**Requirements**
Output the material below in its entirety, exactly as given.

**Working data**
════════════════

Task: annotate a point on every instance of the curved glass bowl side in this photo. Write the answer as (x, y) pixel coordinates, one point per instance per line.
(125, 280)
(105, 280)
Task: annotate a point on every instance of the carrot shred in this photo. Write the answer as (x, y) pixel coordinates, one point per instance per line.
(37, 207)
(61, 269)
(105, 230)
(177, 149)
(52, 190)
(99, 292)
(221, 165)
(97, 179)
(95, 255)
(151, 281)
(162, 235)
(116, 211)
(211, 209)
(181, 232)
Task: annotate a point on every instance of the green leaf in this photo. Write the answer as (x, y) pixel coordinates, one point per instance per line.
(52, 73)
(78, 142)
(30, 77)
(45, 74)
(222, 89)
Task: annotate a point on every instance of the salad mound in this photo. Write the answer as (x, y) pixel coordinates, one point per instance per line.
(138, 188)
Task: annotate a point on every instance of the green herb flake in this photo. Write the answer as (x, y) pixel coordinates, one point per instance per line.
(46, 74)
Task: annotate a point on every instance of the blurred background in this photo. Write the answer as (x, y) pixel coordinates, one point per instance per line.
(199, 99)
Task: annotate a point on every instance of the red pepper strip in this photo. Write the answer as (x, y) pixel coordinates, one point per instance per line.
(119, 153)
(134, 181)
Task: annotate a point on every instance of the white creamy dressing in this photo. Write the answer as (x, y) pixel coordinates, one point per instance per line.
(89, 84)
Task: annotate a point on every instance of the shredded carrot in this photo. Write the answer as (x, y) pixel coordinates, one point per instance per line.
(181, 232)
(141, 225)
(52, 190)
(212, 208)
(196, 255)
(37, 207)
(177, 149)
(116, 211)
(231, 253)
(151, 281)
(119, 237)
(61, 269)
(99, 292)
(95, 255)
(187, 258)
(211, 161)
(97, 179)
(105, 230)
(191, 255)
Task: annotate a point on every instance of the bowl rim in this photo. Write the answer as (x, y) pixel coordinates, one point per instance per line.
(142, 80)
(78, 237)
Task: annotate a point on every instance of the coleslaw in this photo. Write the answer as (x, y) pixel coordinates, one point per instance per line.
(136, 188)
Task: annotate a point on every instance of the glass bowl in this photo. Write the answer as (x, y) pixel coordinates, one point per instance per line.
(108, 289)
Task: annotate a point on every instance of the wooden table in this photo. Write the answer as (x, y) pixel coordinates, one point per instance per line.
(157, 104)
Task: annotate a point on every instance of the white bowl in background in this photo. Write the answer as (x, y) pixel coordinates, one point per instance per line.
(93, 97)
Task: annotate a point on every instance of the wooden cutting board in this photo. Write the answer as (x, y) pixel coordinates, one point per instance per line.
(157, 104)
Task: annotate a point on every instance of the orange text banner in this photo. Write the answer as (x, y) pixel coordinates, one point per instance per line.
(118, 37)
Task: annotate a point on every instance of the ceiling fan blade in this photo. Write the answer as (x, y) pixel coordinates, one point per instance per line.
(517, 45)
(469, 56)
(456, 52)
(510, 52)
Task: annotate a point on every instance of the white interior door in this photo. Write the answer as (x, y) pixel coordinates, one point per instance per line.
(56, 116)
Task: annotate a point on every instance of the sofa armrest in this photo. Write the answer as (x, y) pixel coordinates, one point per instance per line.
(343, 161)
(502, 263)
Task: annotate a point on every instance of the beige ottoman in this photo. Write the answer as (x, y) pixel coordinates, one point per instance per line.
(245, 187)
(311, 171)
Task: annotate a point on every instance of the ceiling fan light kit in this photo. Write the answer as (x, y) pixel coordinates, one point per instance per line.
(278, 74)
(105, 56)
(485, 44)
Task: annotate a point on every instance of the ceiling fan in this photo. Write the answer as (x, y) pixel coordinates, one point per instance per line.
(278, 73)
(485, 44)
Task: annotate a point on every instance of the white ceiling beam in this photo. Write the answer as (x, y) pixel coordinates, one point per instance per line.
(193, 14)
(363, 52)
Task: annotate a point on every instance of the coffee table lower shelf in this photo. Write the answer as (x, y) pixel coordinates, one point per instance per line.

════════════════

**Response to the task**
Task: annotate a point on every instance of the curved glass bowl side in this photo. Write the answer as (x, y) pixel coordinates, one point per instance per line.
(125, 280)
(105, 280)
Task: annotate a point on every instance of the carrot shred in this photo. Write the answer as (x, y) pixel coordinates, one point per instance per line.
(37, 207)
(61, 269)
(105, 230)
(177, 149)
(52, 190)
(99, 292)
(221, 165)
(97, 179)
(95, 255)
(151, 281)
(162, 235)
(116, 211)
(211, 209)
(181, 232)
Task: annotate a point on every instance of the green leaf in this photo. Write the answer as (x, y) pixel coordinates, one point per instance per line.
(52, 73)
(78, 142)
(30, 77)
(45, 74)
(222, 89)
Task: annotate a point on every instance of the salad mound in this photo. Write the answer as (x, y) pixel coordinates, one point per instance per line.
(138, 188)
Task: annotate a point on every instance of the green herb flake in this photo. Write the answer as (x, y) pixel coordinates, one point per instance per line.
(46, 74)
Task: annotate a point on every instance of the blurred background in this photo. Write the answer as (x, y) pixel coordinates, one point per instance per line.
(199, 99)
Task: annotate a point on every instance of the red pepper strip in this photo. Write the answer as (x, y) pixel coordinates, one point per instance per line.
(119, 153)
(134, 181)
Task: annotate a point on every instance of the white creamy dressing in this photo. Write the answer as (x, y) pixel coordinates, one point per instance per line.
(89, 84)
Task: annotate a point on every instance of the shredded carrot in this photo. Write the answer as (x, y) pixel coordinates, one point per instance per line.
(181, 232)
(141, 225)
(52, 190)
(212, 208)
(196, 255)
(37, 207)
(177, 149)
(116, 211)
(231, 253)
(151, 281)
(119, 237)
(61, 269)
(99, 292)
(95, 255)
(187, 258)
(211, 161)
(97, 179)
(105, 230)
(191, 255)
Task: annotate a point on every instance of the bowl rim in this photo. Write the answer as (x, y) pixel coordinates, one point per instance per line.
(142, 80)
(78, 237)
Task: annotate a point on every instance of the coleslaw in this photo. Write the answer as (x, y) pixel coordinates, one point per instance per line.
(136, 188)
Task: annotate a point on every instance of the glass bowl in this photo. Write the answer as (x, y) pixel coordinates, one point per instance per line.
(108, 289)
Task: annotate a point on every instance of the wooden table in this photo. Write the answer as (x, y) pixel coordinates, one point per instance per line.
(157, 104)
Task: annotate a point on every instance of the white bowl in background in this photo. Write the answer as (x, y) pixel coordinates, one point per instance per line.
(93, 97)
Task: annotate a point on every instance of the wooden cutting board in this photo. Write the answer as (x, y) pixel coordinates, one point per instance per line.
(157, 104)
Task: annotate a point on every instance of the orange text banner in this photo. Write the answer as (x, y) pixel coordinates, one point per instance per line.
(118, 37)
Task: annotate a point on every instance of the ceiling fan blade in this photo. Write the answer as (x, y) pixel coordinates, one point per instance per line.
(517, 45)
(469, 56)
(456, 52)
(510, 52)
Task: annotate a point on every instance of the white interior door in this photo. Write the answer as (x, y) pixel coordinates, one point per instance per line.
(56, 116)
Task: annotate a point on every instance of the sofa armrest in this photo. Write the answer as (x, y) pixel coordinates, one point per instance per line.
(343, 161)
(502, 263)
Task: annotate a point on every instance of the beige ottoman in this photo. Write the answer as (x, y) pixel coordinates, one point per instance per line.
(245, 187)
(311, 171)
Task: annotate a point on every instance of the ceiling fan light kit in this photo. Write the answer as (x, y) pixel coordinates, one point per instance per line.
(278, 74)
(105, 56)
(485, 44)
Task: annotate a point on every instance of the ceiling fan in this photo. Write the answer as (x, y) pixel coordinates, one point per instance per line.
(278, 73)
(485, 44)
Task: annotate a point on every instance of the white ceiling beam in this photo. Write the answer as (x, y) pixel coordinates, one point per instance per line.
(193, 14)
(363, 52)
Task: annotate a point on every instance of the coffee table lower shelf in this photo. Write the answer as (x, y) pixel coordinates, one point per instance per line.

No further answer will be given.